■ Material for this exercise ■
◇ ◇ ◇ ◇ ◇ ◇ ◇

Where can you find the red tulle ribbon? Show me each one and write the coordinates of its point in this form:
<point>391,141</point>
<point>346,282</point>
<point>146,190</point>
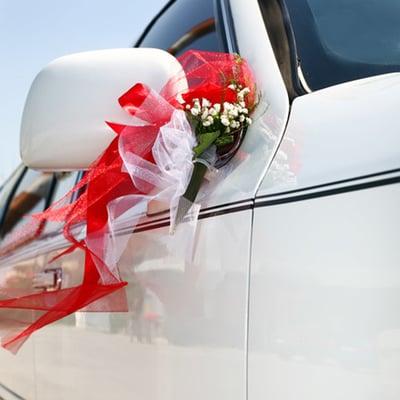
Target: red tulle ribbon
<point>23,311</point>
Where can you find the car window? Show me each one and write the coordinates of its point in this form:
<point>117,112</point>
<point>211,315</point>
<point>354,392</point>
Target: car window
<point>30,197</point>
<point>344,40</point>
<point>186,24</point>
<point>65,181</point>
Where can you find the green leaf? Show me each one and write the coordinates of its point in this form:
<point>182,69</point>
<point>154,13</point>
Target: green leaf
<point>205,141</point>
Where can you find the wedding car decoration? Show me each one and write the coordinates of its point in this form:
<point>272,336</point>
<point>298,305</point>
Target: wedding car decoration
<point>176,136</point>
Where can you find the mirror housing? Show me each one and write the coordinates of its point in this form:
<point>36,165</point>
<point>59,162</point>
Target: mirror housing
<point>63,124</point>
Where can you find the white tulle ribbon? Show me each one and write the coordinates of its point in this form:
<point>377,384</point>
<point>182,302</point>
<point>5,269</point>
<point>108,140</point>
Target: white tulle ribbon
<point>168,177</point>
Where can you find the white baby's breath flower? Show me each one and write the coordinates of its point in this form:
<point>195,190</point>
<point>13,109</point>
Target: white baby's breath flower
<point>224,121</point>
<point>233,112</point>
<point>205,114</point>
<point>227,106</point>
<point>213,112</point>
<point>205,103</point>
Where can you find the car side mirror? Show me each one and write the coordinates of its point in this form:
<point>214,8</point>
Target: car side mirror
<point>63,125</point>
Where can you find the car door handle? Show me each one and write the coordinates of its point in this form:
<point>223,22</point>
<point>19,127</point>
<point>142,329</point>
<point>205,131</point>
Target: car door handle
<point>48,280</point>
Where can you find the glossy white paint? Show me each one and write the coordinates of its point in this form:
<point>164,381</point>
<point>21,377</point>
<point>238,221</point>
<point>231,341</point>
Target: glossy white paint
<point>341,132</point>
<point>325,297</point>
<point>184,336</point>
<point>63,124</point>
<point>323,303</point>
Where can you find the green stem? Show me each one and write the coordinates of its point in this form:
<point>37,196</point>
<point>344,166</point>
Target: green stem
<point>205,141</point>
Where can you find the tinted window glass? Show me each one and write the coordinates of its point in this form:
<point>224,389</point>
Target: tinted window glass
<point>8,187</point>
<point>65,181</point>
<point>343,40</point>
<point>186,24</point>
<point>30,197</point>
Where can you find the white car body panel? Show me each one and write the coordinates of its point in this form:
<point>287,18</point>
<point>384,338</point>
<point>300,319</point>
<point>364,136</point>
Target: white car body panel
<point>344,131</point>
<point>63,124</point>
<point>324,298</point>
<point>293,292</point>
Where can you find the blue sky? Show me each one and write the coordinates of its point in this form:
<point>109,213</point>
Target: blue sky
<point>35,32</point>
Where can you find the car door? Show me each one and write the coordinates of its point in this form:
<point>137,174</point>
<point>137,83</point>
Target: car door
<point>185,334</point>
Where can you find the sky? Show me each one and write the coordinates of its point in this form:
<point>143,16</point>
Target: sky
<point>34,32</point>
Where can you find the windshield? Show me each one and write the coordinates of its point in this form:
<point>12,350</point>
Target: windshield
<point>343,40</point>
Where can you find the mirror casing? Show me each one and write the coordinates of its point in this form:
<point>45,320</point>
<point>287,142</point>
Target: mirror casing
<point>63,125</point>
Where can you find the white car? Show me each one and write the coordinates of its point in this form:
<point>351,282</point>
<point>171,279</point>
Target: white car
<point>294,289</point>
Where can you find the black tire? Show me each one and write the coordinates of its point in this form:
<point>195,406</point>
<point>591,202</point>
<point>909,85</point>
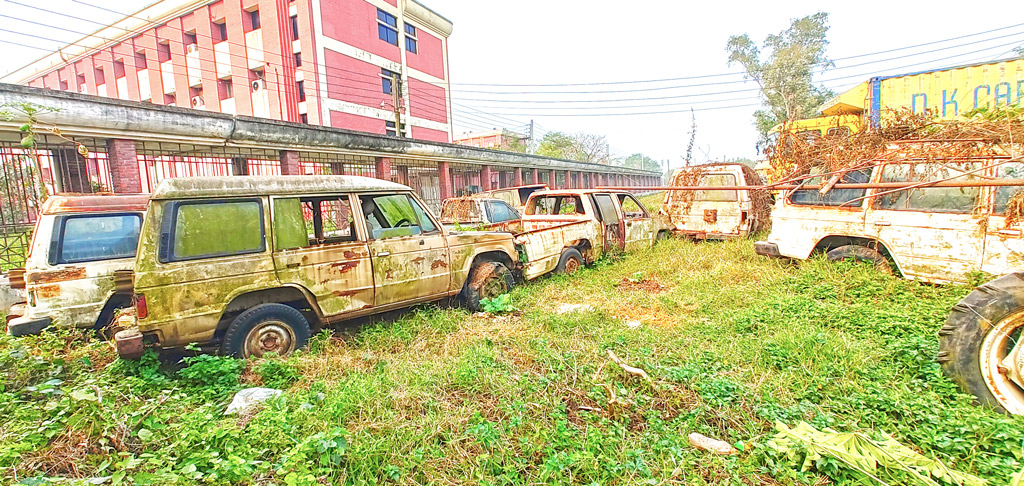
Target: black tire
<point>570,261</point>
<point>486,280</point>
<point>860,254</point>
<point>284,329</point>
<point>992,310</point>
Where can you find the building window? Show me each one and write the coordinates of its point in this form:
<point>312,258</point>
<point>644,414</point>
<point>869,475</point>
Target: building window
<point>253,19</point>
<point>387,27</point>
<point>163,51</point>
<point>389,128</point>
<point>410,39</point>
<point>387,78</point>
<point>219,32</point>
<point>224,89</point>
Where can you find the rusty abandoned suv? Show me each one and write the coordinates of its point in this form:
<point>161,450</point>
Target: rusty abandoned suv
<point>251,265</point>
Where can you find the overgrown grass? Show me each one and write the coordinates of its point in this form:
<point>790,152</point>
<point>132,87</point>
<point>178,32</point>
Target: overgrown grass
<point>732,342</point>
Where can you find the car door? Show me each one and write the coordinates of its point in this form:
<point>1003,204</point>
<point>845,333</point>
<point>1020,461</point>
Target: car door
<point>935,233</point>
<point>318,247</point>
<point>409,252</point>
<point>639,227</point>
<point>1004,235</point>
<point>607,214</point>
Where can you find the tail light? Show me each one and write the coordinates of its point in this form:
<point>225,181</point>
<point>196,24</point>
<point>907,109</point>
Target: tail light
<point>15,277</point>
<point>140,310</point>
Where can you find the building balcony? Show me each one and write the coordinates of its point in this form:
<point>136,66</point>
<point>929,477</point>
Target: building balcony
<point>144,92</point>
<point>167,75</point>
<point>254,48</point>
<point>222,57</point>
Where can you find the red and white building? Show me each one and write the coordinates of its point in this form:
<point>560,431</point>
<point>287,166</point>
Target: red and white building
<point>498,138</point>
<point>330,62</point>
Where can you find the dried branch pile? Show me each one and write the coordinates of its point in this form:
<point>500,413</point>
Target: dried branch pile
<point>901,136</point>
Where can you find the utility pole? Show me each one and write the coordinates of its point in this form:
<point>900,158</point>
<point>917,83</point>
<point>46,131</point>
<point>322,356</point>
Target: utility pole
<point>395,97</point>
<point>529,144</point>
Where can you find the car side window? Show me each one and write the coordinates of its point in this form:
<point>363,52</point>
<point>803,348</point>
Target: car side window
<point>214,228</point>
<point>631,207</point>
<point>390,216</point>
<point>834,196</point>
<point>499,212</point>
<point>1013,170</point>
<point>937,200</point>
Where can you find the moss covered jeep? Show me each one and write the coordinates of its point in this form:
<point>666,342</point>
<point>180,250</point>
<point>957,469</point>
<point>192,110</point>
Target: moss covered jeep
<point>252,265</point>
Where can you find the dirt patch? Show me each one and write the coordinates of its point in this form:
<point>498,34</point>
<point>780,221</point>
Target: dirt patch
<point>643,284</point>
<point>65,457</point>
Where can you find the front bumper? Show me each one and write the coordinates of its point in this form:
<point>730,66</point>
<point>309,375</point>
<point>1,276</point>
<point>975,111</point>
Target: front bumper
<point>767,249</point>
<point>25,325</point>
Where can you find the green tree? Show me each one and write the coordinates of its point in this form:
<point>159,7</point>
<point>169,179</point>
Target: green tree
<point>639,161</point>
<point>580,146</point>
<point>785,75</point>
<point>558,145</point>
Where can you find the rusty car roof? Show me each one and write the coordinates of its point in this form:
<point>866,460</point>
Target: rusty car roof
<point>71,203</point>
<point>186,187</point>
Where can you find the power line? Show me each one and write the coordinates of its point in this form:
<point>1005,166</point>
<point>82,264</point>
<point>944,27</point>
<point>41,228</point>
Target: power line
<point>736,73</point>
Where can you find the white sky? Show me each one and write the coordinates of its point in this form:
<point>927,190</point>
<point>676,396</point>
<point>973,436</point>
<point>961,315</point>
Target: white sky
<point>570,42</point>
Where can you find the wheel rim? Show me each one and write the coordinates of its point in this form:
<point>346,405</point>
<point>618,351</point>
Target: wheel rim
<point>1001,363</point>
<point>269,337</point>
<point>571,265</point>
<point>493,286</point>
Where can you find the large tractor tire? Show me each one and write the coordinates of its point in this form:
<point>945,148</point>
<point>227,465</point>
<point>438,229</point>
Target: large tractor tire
<point>980,346</point>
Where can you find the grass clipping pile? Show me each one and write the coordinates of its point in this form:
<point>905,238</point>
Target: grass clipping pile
<point>991,137</point>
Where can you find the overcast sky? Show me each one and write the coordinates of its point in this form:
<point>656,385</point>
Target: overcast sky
<point>535,42</point>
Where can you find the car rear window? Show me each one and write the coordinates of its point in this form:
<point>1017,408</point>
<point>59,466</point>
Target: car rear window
<point>95,237</point>
<point>717,180</point>
<point>204,229</point>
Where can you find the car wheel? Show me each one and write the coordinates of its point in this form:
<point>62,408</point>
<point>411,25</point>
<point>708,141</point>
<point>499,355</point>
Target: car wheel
<point>486,280</point>
<point>980,347</point>
<point>860,254</point>
<point>569,262</point>
<point>266,328</point>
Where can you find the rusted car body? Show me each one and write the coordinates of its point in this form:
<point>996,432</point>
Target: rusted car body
<point>934,234</point>
<point>78,244</point>
<point>589,221</point>
<point>516,196</point>
<point>478,214</point>
<point>716,214</point>
<point>332,248</point>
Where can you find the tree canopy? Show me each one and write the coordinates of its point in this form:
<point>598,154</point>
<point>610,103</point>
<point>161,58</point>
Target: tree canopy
<point>785,73</point>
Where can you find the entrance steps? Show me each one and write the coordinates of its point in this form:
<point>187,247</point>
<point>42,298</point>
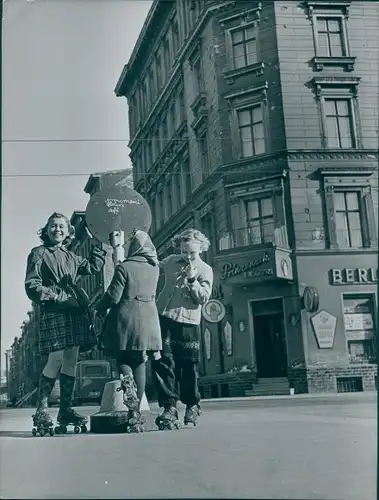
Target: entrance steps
<point>275,386</point>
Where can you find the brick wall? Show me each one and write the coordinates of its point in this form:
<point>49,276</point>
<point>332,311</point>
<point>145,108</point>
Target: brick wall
<point>324,380</point>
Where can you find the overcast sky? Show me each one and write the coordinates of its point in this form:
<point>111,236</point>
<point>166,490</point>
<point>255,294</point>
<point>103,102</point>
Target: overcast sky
<point>61,61</point>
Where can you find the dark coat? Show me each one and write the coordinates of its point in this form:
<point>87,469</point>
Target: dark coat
<point>132,322</point>
<point>53,271</point>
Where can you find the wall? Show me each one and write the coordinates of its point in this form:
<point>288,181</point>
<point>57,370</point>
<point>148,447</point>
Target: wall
<point>300,107</point>
<point>314,271</point>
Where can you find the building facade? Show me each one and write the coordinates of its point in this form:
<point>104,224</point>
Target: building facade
<point>257,122</point>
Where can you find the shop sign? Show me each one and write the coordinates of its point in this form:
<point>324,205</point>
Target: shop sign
<point>214,311</point>
<point>324,325</point>
<point>358,276</point>
<point>275,263</point>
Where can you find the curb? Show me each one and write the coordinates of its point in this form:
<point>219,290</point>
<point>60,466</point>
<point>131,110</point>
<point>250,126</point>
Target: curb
<point>334,395</point>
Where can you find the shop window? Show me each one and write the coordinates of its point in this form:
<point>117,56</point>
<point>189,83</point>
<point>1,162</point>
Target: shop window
<point>251,131</point>
<point>339,112</point>
<point>330,33</point>
<point>204,155</point>
<point>348,219</point>
<point>349,384</point>
<point>358,313</point>
<point>254,219</point>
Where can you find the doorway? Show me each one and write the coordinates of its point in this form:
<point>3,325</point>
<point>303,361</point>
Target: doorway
<point>270,339</point>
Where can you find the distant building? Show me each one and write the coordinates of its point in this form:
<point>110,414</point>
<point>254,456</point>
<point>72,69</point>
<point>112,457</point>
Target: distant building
<point>257,122</point>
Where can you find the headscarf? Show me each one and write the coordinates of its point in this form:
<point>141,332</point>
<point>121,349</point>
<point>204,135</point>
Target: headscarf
<point>142,246</point>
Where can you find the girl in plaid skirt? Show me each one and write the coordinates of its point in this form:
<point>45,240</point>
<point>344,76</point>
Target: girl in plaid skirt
<point>64,320</point>
<point>188,286</point>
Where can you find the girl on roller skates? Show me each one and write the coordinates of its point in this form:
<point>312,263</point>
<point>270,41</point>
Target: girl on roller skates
<point>131,331</point>
<point>188,286</point>
<point>65,324</point>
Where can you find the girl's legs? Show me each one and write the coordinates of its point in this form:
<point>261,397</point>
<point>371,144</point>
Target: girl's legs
<point>47,379</point>
<point>67,384</point>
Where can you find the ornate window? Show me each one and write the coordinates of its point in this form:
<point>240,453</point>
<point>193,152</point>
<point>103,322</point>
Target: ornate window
<point>329,22</point>
<point>339,112</point>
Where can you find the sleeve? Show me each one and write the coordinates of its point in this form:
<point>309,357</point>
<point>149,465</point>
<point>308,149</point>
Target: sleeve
<point>93,264</point>
<point>115,290</point>
<point>34,289</point>
<point>201,288</point>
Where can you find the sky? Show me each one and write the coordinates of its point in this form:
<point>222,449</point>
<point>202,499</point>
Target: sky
<point>61,62</point>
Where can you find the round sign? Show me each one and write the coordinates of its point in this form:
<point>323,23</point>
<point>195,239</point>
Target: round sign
<point>117,208</point>
<point>311,299</point>
<point>214,311</point>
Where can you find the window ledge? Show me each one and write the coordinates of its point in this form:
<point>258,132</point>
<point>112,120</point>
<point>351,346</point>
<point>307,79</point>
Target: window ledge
<point>346,170</point>
<point>231,75</point>
<point>346,62</point>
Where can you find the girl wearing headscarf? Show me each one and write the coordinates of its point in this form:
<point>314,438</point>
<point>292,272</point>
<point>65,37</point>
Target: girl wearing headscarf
<point>131,331</point>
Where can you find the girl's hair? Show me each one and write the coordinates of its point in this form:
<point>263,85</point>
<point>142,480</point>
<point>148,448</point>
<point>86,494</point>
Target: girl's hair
<point>192,235</point>
<point>44,237</point>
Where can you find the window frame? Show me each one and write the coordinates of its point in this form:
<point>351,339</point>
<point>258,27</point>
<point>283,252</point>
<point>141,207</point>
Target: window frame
<point>338,9</point>
<point>251,127</point>
<point>233,23</point>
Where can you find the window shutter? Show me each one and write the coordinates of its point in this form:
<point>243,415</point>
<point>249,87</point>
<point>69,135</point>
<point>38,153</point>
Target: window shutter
<point>370,234</point>
<point>330,214</point>
<point>228,51</point>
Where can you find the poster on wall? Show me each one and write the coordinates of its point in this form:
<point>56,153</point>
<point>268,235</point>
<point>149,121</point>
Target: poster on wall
<point>207,343</point>
<point>324,326</point>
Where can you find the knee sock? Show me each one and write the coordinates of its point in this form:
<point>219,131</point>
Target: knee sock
<point>45,386</point>
<point>139,373</point>
<point>67,384</point>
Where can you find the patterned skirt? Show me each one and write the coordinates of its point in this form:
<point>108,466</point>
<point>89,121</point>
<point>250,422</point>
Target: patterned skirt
<point>61,329</point>
<point>180,340</point>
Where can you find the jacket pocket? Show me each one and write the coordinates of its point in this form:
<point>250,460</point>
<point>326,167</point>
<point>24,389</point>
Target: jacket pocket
<point>145,298</point>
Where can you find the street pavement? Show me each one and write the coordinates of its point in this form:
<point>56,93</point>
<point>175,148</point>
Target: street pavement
<point>289,447</point>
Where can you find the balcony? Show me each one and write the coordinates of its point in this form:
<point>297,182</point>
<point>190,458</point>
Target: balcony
<point>251,236</point>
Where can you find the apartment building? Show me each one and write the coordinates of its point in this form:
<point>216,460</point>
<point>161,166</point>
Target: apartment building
<point>257,122</point>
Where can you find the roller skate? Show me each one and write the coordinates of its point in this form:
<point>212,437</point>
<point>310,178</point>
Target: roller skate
<point>168,420</point>
<point>42,423</point>
<point>70,417</point>
<point>135,422</point>
<point>192,414</point>
<point>128,386</point>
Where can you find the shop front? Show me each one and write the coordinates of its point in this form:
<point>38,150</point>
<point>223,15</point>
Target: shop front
<point>338,322</point>
<point>258,337</point>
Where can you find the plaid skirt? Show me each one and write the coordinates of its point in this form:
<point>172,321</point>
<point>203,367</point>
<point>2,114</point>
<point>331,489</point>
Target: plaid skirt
<point>67,328</point>
<point>180,340</point>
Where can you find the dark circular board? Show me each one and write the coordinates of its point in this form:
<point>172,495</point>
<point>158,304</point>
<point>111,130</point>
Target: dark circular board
<point>117,208</point>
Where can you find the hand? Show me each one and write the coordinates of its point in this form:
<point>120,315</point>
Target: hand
<point>191,271</point>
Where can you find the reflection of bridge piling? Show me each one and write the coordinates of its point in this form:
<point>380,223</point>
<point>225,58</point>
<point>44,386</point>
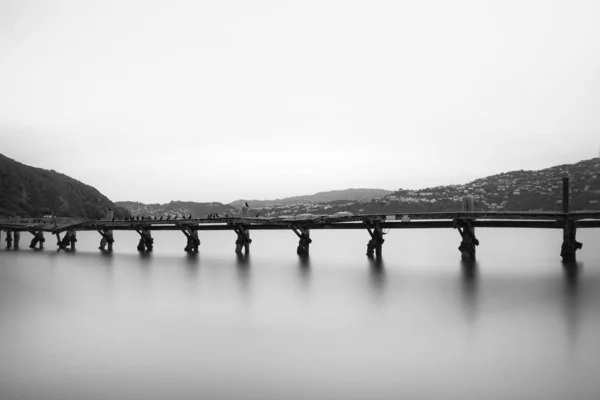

◇ ◇ ◇ ◇ ◇ ◇ ◇

Within the data above, the span starting at the line containing "Target: plaid skirt" and ending at the line containing "Where can you find the hand?" is to be retyped exactly, with no other lines.

■ Solved exercise ■
Target: plaid skirt
<point>67,328</point>
<point>180,340</point>
Where can you find the dark circular board? Show me each one and write the coordinates of its point in this form:
<point>172,495</point>
<point>158,304</point>
<point>111,130</point>
Target: dark circular board
<point>117,208</point>
Where can you find the hand? Show me each one and write the coordinates of its point in this form:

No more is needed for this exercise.